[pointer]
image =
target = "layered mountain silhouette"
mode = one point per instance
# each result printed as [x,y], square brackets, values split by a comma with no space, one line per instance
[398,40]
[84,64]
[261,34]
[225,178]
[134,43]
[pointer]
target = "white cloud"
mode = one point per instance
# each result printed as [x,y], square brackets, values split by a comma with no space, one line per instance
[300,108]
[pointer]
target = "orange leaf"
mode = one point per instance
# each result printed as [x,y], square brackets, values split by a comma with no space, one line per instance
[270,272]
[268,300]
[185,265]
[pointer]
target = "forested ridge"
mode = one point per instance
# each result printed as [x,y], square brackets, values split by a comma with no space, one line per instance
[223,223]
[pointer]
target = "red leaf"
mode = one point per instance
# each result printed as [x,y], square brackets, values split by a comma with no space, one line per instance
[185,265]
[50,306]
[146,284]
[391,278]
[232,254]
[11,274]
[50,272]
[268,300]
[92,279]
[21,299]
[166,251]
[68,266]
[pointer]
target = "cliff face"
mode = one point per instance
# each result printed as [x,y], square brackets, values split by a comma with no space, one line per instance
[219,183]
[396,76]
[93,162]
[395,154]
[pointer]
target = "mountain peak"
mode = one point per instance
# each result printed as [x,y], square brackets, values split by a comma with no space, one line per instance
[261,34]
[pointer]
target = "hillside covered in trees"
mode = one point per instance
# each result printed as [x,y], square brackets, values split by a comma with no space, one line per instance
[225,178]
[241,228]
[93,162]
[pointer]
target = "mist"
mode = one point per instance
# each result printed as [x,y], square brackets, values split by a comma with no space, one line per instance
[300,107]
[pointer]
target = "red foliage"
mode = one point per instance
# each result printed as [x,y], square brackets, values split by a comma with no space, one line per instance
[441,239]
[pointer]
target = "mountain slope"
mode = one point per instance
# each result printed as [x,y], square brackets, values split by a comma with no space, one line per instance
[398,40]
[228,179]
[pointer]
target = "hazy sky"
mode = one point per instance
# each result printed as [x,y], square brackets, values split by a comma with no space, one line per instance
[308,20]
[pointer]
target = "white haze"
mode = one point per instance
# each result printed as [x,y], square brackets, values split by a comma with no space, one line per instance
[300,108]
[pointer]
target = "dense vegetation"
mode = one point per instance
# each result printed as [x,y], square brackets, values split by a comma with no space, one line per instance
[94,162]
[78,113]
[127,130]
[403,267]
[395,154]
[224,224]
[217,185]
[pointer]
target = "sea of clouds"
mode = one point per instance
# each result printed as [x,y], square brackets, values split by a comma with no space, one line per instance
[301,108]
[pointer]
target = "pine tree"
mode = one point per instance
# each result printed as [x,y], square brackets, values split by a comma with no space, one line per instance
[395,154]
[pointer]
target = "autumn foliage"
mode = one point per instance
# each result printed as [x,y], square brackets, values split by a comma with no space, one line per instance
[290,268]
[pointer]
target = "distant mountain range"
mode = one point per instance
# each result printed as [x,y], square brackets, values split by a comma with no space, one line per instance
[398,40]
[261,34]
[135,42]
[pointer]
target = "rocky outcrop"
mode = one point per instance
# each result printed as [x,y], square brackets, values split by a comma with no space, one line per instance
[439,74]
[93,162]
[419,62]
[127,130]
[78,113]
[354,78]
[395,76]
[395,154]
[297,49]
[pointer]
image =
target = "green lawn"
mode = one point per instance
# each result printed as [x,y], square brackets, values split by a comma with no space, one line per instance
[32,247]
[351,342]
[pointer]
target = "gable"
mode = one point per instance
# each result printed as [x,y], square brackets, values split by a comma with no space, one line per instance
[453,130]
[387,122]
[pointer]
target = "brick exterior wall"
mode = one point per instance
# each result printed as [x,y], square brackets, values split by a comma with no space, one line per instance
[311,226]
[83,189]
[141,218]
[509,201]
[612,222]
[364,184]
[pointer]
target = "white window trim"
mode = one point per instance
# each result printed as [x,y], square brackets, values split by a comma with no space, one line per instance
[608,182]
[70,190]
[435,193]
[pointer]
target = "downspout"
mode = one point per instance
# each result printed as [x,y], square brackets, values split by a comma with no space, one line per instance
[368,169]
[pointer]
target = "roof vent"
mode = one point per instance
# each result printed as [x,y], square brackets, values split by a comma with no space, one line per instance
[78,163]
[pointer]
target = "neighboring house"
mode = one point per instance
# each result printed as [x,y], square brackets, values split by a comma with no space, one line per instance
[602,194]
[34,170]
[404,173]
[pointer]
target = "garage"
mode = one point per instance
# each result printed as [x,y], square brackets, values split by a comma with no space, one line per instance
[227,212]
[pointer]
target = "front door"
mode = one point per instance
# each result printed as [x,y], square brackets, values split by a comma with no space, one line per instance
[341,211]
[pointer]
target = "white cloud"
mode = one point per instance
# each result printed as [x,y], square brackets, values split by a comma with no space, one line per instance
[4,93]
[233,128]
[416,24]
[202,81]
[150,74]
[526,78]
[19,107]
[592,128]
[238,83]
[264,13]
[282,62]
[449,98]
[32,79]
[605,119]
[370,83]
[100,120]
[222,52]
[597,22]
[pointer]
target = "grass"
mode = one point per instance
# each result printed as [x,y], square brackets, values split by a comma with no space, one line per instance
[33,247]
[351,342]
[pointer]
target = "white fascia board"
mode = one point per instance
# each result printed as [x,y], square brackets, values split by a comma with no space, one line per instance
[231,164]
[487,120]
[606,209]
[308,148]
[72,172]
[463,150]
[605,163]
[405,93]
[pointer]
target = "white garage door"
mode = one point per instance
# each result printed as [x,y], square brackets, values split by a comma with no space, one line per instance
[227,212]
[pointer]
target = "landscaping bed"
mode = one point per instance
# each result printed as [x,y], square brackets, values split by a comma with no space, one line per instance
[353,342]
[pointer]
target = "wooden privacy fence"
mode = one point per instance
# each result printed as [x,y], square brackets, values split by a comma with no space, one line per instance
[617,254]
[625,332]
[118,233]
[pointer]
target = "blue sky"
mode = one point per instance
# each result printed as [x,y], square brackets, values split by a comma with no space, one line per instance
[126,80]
⁂
> Problem statement: Extract the full listing and reproduce each line exactly.

> Reply to the exercise:
[pointer]
image =
target = "layered mountain silhouette"
mode = one point per instance
# each result printed as [x,y], square brackets, values split by a comma with no space, one line per instance
[398,40]
[84,64]
[261,34]
[225,178]
[134,43]
[pointer]
target = "white cloud"
mode = one point per instance
# each result printed as [x,y], square brackets, values split by a comma with no space, one line per instance
[300,108]
[pointer]
target = "orange leaf"
mode = one point per instance
# each result printed as [x,y], square brackets, values split by a comma with no space, one line per instance
[270,272]
[268,300]
[185,265]
[pointer]
target = "forested ridge"
mode = one point per instance
# each result printed as [x,y], square brackets, values split by a comma with no space, one line per instance
[223,223]
[pointer]
target = "red leaf"
mode = one point per instance
# each result printed as [x,y], square brackets, values split by a comma with no space, one line per instance
[185,265]
[50,306]
[146,284]
[391,278]
[232,254]
[11,274]
[50,272]
[268,300]
[92,279]
[21,299]
[166,251]
[68,266]
[pointer]
target = "cliff face"
mode = one point per instance
# each result printed as [x,y], square brackets, values split by a comma with no space, one line per instance
[219,183]
[396,76]
[93,162]
[395,154]
[pointer]
target = "mountain peak"
mode = one point per instance
# each result printed as [x,y], square brackets, values split by a comma with no space, one line per instance
[261,34]
[pointer]
target = "hillside covered in trees"
mode = one point per instance
# each result printed as [x,y], square brackets, values split by a comma with no space, one line per instance
[225,178]
[241,228]
[93,162]
[pointer]
target = "mist"
mode = one point per instance
# each result printed as [x,y], square brackets, values split by a comma with no space, one line per instance
[300,107]
[pointer]
target = "red foliage"
mode = one point per instance
# each result printed as [x,y], square brackets, values split by a comma with no space, one line per instance
[441,239]
[pointer]
target = "mountain slope"
mode = one point per instance
# each result printed as [x,y], square brackets, values split by a comma with no space, one line per instance
[398,40]
[228,179]
[pointer]
target = "hazy sky"
mode = one point per instance
# each result printed as [x,y], square brackets, values split by a comma with no space, one line per instance
[308,20]
[pointer]
target = "white haze"
mode = one point per instance
# each result printed as [x,y], square brackets, values split by a comma with no space, one line per instance
[300,108]
[pointer]
target = "dense vegetation"
mode = one point per instance
# each result printed as [x,y], square brackets, values split by a comma with no space, one line per instance
[94,162]
[78,113]
[127,130]
[403,267]
[395,154]
[224,224]
[217,185]
[pointer]
target = "sea of clouds"
mode = one point per instance
# each result printed as [x,y], square brackets, values split by a comma with no space, one line per instance
[301,108]
[pointer]
target = "pine tree"
mode = one point per instance
# each result printed as [x,y], square brackets, values split by a comma with no space, one line per instance
[395,154]
[pointer]
target = "autumn foliage"
mode = one point per instance
# each result printed as [x,y], square brackets, values split by a comma with no space, one line per instance
[290,268]
[pointer]
target = "distant mountain range"
mode = one point per instance
# each result printed as [x,y], square brackets, values split by a comma with no space, one line per instance
[398,40]
[261,34]
[135,42]
[pointer]
target = "rocky outcrop"
mode = one point per instance
# each result printed as [x,y], square brackets, values split by a comma with no space, one line per instance
[439,74]
[93,162]
[419,62]
[127,130]
[78,113]
[354,78]
[395,76]
[395,154]
[297,49]
[pointer]
image =
target = "green lawn"
mode = one point per instance
# each result printed as [x,y], square brackets, values split by a comma with no space, one line per instance
[32,247]
[351,342]
[pointer]
target = "gable"
mode = one point per instance
# each result printed as [x,y], square brackets, values split by a comma with no space, one line per instance
[453,130]
[387,122]
[pointer]
target = "brick exterior wall"
mode = one point per instance
# each result printed as [x,y], square brackets, values split by a comma with no space, one line per instance
[311,226]
[83,189]
[141,218]
[509,201]
[612,222]
[364,184]
[pointer]
target = "white window trim"
mode = one point per instance
# each result printed as [x,y], square brackets, values split by a comma with no space, one line per instance
[608,182]
[70,190]
[435,193]
[pointer]
target = "downspout"
mode = one point per instance
# each result printed as [x,y], square brackets, values split by a comma with no space, one line per instance
[368,169]
[pointer]
target = "roof vent"
mode = one point per instance
# each result printed as [x,y], square brackets, values split by a comma with no space, one line per instance
[78,163]
[pointer]
target = "neighboring house"
mode = one point per instance
# each result printed as [x,y], square brackets, values split by a comma with no space, one line per instance
[602,194]
[34,170]
[404,173]
[pointer]
target = "garage"
mode = one point per instance
# each result printed as [x,y], square brackets, values split by a comma with no space, one line per instance
[227,212]
[pointer]
target = "front door"
mode = one point per instance
# each result printed as [x,y], square brackets, values split by a comma with no space, one line per instance
[341,211]
[pointer]
target = "white cloud"
mode = one point per instance
# each result printed as [x,y], square brackets, values split by a comma with no space, one line per instance
[4,93]
[233,128]
[416,24]
[202,81]
[150,74]
[526,78]
[19,107]
[592,128]
[238,83]
[264,13]
[282,62]
[449,98]
[32,79]
[605,119]
[370,83]
[100,120]
[222,52]
[597,22]
[pointer]
target = "grass"
mode = one point per instance
# each result printed as [x,y], square brackets, values split by a comma with no space, one line per instance
[33,247]
[351,342]
[pointer]
target = "white fascia board"
mode = one point per instance
# each result printed as [x,y], square brackets, values split by a comma with no space, one line per instance
[231,164]
[487,120]
[606,209]
[308,148]
[72,172]
[463,150]
[605,163]
[405,93]
[pointer]
target = "white garage door"
mode = one point per instance
# each result printed as [x,y], square brackets, values split by a comma with no space, one line per instance
[227,212]
[pointer]
target = "landscaping bed"
mode = one point per instance
# each result printed as [x,y], square brackets, values split by a comma with no space, one line per instance
[353,342]
[pointer]
target = "wooden privacy fence"
mode = one point per instance
# each result printed as [x,y], square brackets, values split by a comma with no space, one line per instance
[617,254]
[625,332]
[118,233]
[pointer]
target = "blue sky"
mode = one point per instance
# each result printed as [x,y], square brackets, values split by a comma with no space, one line per instance
[126,80]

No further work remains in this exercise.